------ PROVIDED RECORDS ------
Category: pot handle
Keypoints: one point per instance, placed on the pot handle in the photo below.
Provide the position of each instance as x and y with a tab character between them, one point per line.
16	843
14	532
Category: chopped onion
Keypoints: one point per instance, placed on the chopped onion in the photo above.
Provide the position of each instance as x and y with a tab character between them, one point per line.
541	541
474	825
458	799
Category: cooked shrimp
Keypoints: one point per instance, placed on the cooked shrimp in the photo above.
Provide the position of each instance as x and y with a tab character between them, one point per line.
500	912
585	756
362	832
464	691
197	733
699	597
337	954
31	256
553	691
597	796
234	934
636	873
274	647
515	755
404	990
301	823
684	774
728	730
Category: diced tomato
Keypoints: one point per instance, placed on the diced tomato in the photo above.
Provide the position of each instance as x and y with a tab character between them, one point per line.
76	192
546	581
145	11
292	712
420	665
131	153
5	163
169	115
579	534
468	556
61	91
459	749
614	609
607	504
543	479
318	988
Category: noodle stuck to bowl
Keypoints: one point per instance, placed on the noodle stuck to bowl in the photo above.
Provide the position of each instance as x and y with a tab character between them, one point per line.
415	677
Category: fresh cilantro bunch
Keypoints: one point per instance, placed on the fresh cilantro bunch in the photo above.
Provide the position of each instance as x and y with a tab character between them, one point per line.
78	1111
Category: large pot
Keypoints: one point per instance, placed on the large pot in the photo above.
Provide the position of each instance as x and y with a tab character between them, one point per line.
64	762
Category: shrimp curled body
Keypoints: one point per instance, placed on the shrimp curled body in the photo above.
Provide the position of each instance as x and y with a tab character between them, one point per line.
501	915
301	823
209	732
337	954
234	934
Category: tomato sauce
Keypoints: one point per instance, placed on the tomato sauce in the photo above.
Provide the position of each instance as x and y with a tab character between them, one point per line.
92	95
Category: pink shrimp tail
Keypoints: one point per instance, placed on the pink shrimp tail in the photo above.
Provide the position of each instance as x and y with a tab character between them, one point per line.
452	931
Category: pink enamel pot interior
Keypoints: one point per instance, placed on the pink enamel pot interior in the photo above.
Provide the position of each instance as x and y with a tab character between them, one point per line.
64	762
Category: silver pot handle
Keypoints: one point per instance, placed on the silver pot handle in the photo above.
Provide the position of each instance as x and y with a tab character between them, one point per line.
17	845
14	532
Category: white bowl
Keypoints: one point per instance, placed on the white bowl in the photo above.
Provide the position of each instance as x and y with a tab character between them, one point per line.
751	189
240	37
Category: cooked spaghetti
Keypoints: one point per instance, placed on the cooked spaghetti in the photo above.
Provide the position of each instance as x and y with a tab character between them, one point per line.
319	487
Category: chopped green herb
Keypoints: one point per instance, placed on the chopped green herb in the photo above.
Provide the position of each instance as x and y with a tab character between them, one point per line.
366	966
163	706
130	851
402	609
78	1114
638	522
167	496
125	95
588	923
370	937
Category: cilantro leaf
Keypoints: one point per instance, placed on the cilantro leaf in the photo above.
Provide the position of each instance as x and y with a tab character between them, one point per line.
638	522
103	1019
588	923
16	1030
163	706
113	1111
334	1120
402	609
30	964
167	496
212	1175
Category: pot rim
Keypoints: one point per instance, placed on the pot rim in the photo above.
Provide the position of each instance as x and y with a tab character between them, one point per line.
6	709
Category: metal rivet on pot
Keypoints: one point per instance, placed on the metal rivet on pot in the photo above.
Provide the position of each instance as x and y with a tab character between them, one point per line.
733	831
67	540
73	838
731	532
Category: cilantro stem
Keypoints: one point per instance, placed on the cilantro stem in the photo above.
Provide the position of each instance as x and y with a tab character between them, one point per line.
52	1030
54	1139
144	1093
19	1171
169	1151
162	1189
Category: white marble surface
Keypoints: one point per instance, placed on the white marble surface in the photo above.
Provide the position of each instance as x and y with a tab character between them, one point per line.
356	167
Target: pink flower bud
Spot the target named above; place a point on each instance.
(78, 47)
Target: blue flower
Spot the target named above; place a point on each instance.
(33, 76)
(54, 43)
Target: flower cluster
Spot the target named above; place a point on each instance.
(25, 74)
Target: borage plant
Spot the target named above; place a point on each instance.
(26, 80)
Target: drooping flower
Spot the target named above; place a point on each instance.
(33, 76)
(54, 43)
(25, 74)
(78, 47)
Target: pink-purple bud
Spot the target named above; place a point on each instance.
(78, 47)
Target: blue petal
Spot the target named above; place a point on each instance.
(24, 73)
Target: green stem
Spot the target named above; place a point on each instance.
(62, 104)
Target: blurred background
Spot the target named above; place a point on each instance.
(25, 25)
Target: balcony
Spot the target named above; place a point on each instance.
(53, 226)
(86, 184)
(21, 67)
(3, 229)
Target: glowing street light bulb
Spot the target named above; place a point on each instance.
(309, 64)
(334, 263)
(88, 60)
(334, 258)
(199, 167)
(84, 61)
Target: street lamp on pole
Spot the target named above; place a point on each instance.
------
• WHAT THE TASK ASKS
Copy out the whole listing exactly as written.

• REPLY TO THE EXERCISE
Category: pot handle
Keypoints: one point per instance, placed on the pot handle in the photo below.
Provide the position of each instance as x and y with a tab character between them, one point per line.
16	843
14	532
Category: chopped onion
Keypoints: one point per instance, placed on the chopped onion in the photo above.
Provide the position of each instance as x and y with a tab character between them, one point per line.
541	541
474	825
458	799
Category: cooked shrimp
Keypoints: one point per instance, placed on the cooked shrimp in the photo above.
Provide the position of each instance as x and y with a tab character between them, one point per line.
500	912
585	756
362	832
464	691
197	733
699	597
337	954
31	256
553	691
597	796
234	934
636	873
274	647
515	755
404	990
301	823
684	774
728	730
Category: diced tomato
Keypoints: one point per instance, placed on the diced tomato in the photo above.
Provide the position of each instance as x and y with a tab character between them, one point per line.
76	192
546	581
145	11
292	712
420	665
131	153
5	163
169	115
579	534
468	556
61	91
459	749
614	609
607	504
543	479
318	988
Category: noodle stuck to bowl
Keypoints: one point per instance, placed on the noodle stuck to bowl in the photo above.
Provide the position of each instance as x and y with a tab character between them, one point per line.
415	677
Category: fresh cilantro bunch
Keypoints: one point per instance, placed on the fresh cilantro bunch in the photo above.
Provide the position of each instance as x and y with a tab character between them, one point per line.
78	1111
Category: large pot
Keypoints: one point per instance, placed on the large pot in the photo above.
Provide the position of each instance as x and y with a tab character between them, one point per line.
64	762
Category: shrimp curled body
Keypoints: one point per instance, placed on the shrimp curled body in the photo above.
Provide the position of each instance as x and y with a tab character between them, one point per line.
501	915
301	823
209	732
337	954
234	934
Category: tomato sauce
Keypoints: one point per instance, placed on the tomato sauce in the photo above.
Provide the position of each instance as x and y with a tab character between them, one point per line.
92	95
Category: pink shrimp tail
Keypoints: one point per instance, placed on the pink shrimp tail in the photo above.
Provide the position of each instance as x and y with a tab character between them, one point per line.
452	931
Category: pink enamel pot interior
Keypoints: one point per instance, placed on the pink enamel pot interior in the photo above.
Provide the position of each instance as x and y with a tab character between them, one point per line.
64	762
Category: silver pot handle
Keypoints: one point per instance, placed on the silver pot handle in the photo above.
Provide the position of each instance as x and y with a tab character between them, one point per line.
17	845
14	532
Category: white bowl
Keypoints: one point per instance, placed on the white bowl in the photo above.
Provide the position of each instance as x and y with a tab character between them, one point per line.
751	189
240	37
Category: cooked spaghetti
Keypoints: one point per instance, placed on the cooked spaghetti in the photo above.
Provide the position of each instance as x and y with a tab character between them, one point per line.
319	487
Category: chopped green herb
Keypoints: one point per instance, placed on the chopped green herb in the photo above.
Provide the position of each instance as x and y with a tab character between them, one point per line.
366	966
163	706
130	851
402	609
78	1114
638	522
167	496
125	95
588	923
370	937
Category: cilantro leaf
Keypoints: one point per instance, placed on the cilantro leaf in the photo above.
Provide the position of each instance as x and y with a tab character between them, one point per line.
638	522
103	1019
588	923
16	1030
163	706
113	1111
334	1120
402	609
30	964
167	496
212	1175
Category: pot rim
Keypoints: one point per instance, placed on the pot rim in the photo above.
Provide the position of each instance as x and y with a tab character between them, one point per line.
6	709
Category: metal rivet on pot
Keypoints: one point per instance, placed on the metal rivet on pot in the photo above.
Provide the position of each instance as x and y with a tab character between them, one point per line.
733	831
67	540
73	838
731	532
Category: cilantro stem
Keypoints: one point per instance, placed on the cilantro stem in the photo above.
Provide the position of each instance as x and y with a tab character between them, one point per line.
52	1030
54	1139
144	1093
19	1171
169	1151
162	1189
Category: white marble surface
Keypoints: one point per instance, placed on the white marble surface in the photo above.
Provide the position of each instance as x and y with a tab character between them, one point per line.
356	167
Target: pink flower bud
Spot the target named above; place a point on each instance.
(78, 47)
Target: blue flower
Spot the target named above; place a point on each instance.
(33, 76)
(54, 43)
Target: flower cluster
Spot the target named above; place a point on each instance.
(25, 74)
Target: borage plant
Spot the target named above; place a point on each instance.
(26, 80)
Target: drooping flower
Spot the target named above; place a point on each instance.
(33, 76)
(54, 43)
(25, 74)
(78, 47)
Target: pink-purple bud
Spot the target named above; place a point on each instance.
(78, 47)
Target: blue petal
Spot the target named above; place a point on each instance.
(24, 73)
Target: green stem
Spot the target named above; place a point on each instance.
(62, 104)
Target: blurred background
Spot the target named above; place a point on each instance.
(25, 25)
Target: balcony
Spot the target named above; place a point on each instance.
(53, 226)
(86, 184)
(21, 67)
(3, 229)
Target: glowing street light bulb
Spot the target named above; place a point on each instance.
(309, 64)
(334, 263)
(88, 60)
(334, 258)
(199, 167)
(84, 61)
Target: street lamp on pole
Spot the target named above; place a point on each instance.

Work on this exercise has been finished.